START Exercise materials

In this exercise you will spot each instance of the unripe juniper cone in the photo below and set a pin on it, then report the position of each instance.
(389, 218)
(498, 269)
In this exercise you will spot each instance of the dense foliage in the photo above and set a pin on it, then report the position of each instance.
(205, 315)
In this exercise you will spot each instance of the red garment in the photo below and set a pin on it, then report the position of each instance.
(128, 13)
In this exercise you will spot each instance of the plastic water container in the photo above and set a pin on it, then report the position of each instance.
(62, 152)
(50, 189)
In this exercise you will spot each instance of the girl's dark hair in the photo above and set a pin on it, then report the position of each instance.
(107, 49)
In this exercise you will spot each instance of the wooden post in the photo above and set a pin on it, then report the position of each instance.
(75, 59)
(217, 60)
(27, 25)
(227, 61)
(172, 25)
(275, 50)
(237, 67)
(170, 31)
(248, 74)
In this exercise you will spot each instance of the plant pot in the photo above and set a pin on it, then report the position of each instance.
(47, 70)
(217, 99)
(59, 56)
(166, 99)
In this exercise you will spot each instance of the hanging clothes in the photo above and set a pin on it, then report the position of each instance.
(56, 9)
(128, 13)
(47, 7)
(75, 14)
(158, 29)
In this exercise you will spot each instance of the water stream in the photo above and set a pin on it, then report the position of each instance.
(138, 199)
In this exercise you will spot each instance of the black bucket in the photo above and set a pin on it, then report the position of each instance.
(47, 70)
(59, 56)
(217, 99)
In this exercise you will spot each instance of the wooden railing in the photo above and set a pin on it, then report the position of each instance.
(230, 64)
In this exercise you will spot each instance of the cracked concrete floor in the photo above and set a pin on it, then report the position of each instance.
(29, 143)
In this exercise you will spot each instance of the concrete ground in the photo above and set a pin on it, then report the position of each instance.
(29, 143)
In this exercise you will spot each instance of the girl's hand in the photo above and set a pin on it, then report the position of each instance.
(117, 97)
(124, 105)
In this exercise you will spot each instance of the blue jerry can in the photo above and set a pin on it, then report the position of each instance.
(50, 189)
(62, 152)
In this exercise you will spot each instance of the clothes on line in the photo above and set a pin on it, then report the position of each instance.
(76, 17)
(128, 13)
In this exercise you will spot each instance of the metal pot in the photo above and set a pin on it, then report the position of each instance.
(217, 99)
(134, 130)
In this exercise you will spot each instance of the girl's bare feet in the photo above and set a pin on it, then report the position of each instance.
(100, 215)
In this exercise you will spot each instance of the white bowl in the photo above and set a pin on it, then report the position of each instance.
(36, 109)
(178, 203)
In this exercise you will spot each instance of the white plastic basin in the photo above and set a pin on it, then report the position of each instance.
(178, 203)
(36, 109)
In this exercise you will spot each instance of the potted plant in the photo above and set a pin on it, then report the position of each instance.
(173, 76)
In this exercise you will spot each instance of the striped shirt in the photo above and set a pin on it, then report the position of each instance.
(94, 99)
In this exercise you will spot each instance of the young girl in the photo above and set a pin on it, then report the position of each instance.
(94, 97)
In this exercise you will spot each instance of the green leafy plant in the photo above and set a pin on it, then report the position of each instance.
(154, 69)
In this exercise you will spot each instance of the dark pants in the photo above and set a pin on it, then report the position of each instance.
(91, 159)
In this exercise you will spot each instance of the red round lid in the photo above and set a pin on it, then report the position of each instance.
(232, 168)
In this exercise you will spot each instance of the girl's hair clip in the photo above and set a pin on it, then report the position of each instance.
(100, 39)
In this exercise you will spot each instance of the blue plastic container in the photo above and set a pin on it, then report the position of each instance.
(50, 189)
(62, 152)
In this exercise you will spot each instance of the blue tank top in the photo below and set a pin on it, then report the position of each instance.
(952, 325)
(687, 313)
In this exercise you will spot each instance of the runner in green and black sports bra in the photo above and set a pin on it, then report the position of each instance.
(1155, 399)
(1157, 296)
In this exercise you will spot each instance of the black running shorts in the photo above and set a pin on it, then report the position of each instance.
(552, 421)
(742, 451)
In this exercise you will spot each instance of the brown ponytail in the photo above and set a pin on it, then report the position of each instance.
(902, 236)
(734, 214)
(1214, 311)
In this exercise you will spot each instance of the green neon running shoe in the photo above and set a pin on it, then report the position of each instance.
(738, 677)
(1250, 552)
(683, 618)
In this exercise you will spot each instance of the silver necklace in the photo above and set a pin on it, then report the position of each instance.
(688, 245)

END Exercise materials

◆ **Aim of the task**
Copy every record above verbatim and in full.

◆ **Exercise answer**
In this exercise you will spot each instance of the unripe juniper cone in the photo below and set a pin on it, then report the position of each instance.
(389, 218)
(498, 269)
In this exercise you will spot each instance of the dense foliage in the photo above and set a pin on it, then report the position of each instance.
(205, 315)
In this exercise you will spot each instance of the red garment in the photo below and set a pin on it, then report the position of each instance.
(128, 13)
In this exercise you will spot each instance of the plastic water container in the photo above and set a pin on it, then report the position of each instance.
(62, 152)
(50, 189)
In this exercise you will spot each instance of the girl's dark hair in the photo above and set a pin on it, then report the position of each instance.
(107, 49)
In this exercise you will spot each instance of the wooden post in the photo above and set a pin on it, then report the position of each instance.
(75, 59)
(217, 60)
(27, 25)
(227, 61)
(172, 25)
(275, 50)
(237, 67)
(170, 31)
(248, 74)
In this exercise you will spot each instance of the plant pot in the photo above and set a pin on it, then report the position of each instance.
(47, 70)
(217, 99)
(59, 56)
(166, 99)
In this exercise you will spot each instance of the hanging clothes in the photo above and set a pin on it, then report the position of each instance.
(56, 9)
(128, 13)
(47, 7)
(75, 14)
(158, 29)
In this exercise you will spot each instance of the water stream in the photo above and set a pin on it, then report the position of each instance.
(138, 199)
In this exercise you will spot each instance of the black bucket in the photo above and set a pin on it, then report the position of each instance.
(47, 70)
(59, 56)
(217, 99)
In this exercise you will spot each instance of the wooden railing in the photo above and set a pin on it, then report the position of each instance.
(230, 64)
In this exercise you will spot each instance of the cracked concrete floor in the photo above and set a pin on it, then report the position of each instance.
(29, 143)
In this exercise you will spot each instance of the concrete ground in the photo above and set a pin on it, then report the position of each instance.
(29, 143)
In this exercise you will spot each instance of the girl's hand in the photo above and set a pin on it, then report the position of each instance.
(117, 97)
(124, 105)
In this exercise you will spot each instance of the blue jerry can in the photo above and set a pin on it, then report the position of each instance.
(50, 189)
(62, 152)
In this exercise you will spot each instance of the clothes on line in the photo above and set a pin on it, then report the position of each instance.
(76, 17)
(128, 13)
In this exercise you will spot each instance of the metal pot in the photo above and set a pin on it, then report the position of each instance.
(217, 99)
(134, 130)
In this exercise you will spot each instance of the girl's bare feet in the photo above and set a pin on it, then report the position of each instance.
(100, 215)
In this exercise you will spot each instance of the white bowl in the photo above and set a pin on it, then report the position of each instance.
(36, 109)
(178, 203)
In this exercise you will spot each instance of the white plastic basin in the photo above and set a pin on it, then report the position of each instance.
(178, 203)
(36, 109)
In this exercise you will spot each instance of the potted plant in the photo above and set a pin on it, then report the position of each instance.
(173, 76)
In this exercise you will spot each instance of the striped shirt in the photo above and set a pin on it, then report the position of each instance.
(94, 99)
In this exercise you will spot each instance of the young girl in the photo above and set a pin on it, then report the position of each instance.
(94, 97)
In this exercise you will spot each instance of the green leafy plant in the photo above and set a pin on it, then report the position of each instance.
(154, 69)
In this exercise you will spot each instance of the dark pants in the photo above and set a pin on it, then report the position of each instance.
(91, 159)
In this exercise you will spot each instance of the red round lid in the photo above and set a pin on it, then report the position of each instance.
(232, 168)
In this exercise you will spot each instance of the girl's hair clip in the photo above and set a pin on it, then report the position of each instance.
(100, 39)
In this exercise you will spot each instance of the blue plastic container in the photo above and set a pin on it, then report the position of each instance.
(50, 189)
(62, 152)
In this exercise you will spot each instance of the blue tank top in the photo below and set a pin on it, then report the position of each instance.
(952, 325)
(687, 313)
In this exercise you will spot each instance of the runner in green and black sports bra in the photo above and set a pin on it, then report the position of each instance.
(1155, 399)
(1157, 296)
In this exercise you will spot each instance of the black running shorts in the photo above and set a pin on it, then report the position of each instance.
(552, 421)
(742, 451)
In this exercise you will spot each instance of the brown ponytail in the photo above and set a pin on it, then report the position of each instance.
(902, 236)
(734, 214)
(1214, 311)
In this exercise you will spot each instance of the green neon running shoe in the photo above and set a pin on it, then report the position of each instance.
(738, 677)
(1250, 552)
(683, 618)
In this exercise you will spot each instance of the silver necklace in the photo above and set a pin on it, then report the position of each instance.
(688, 245)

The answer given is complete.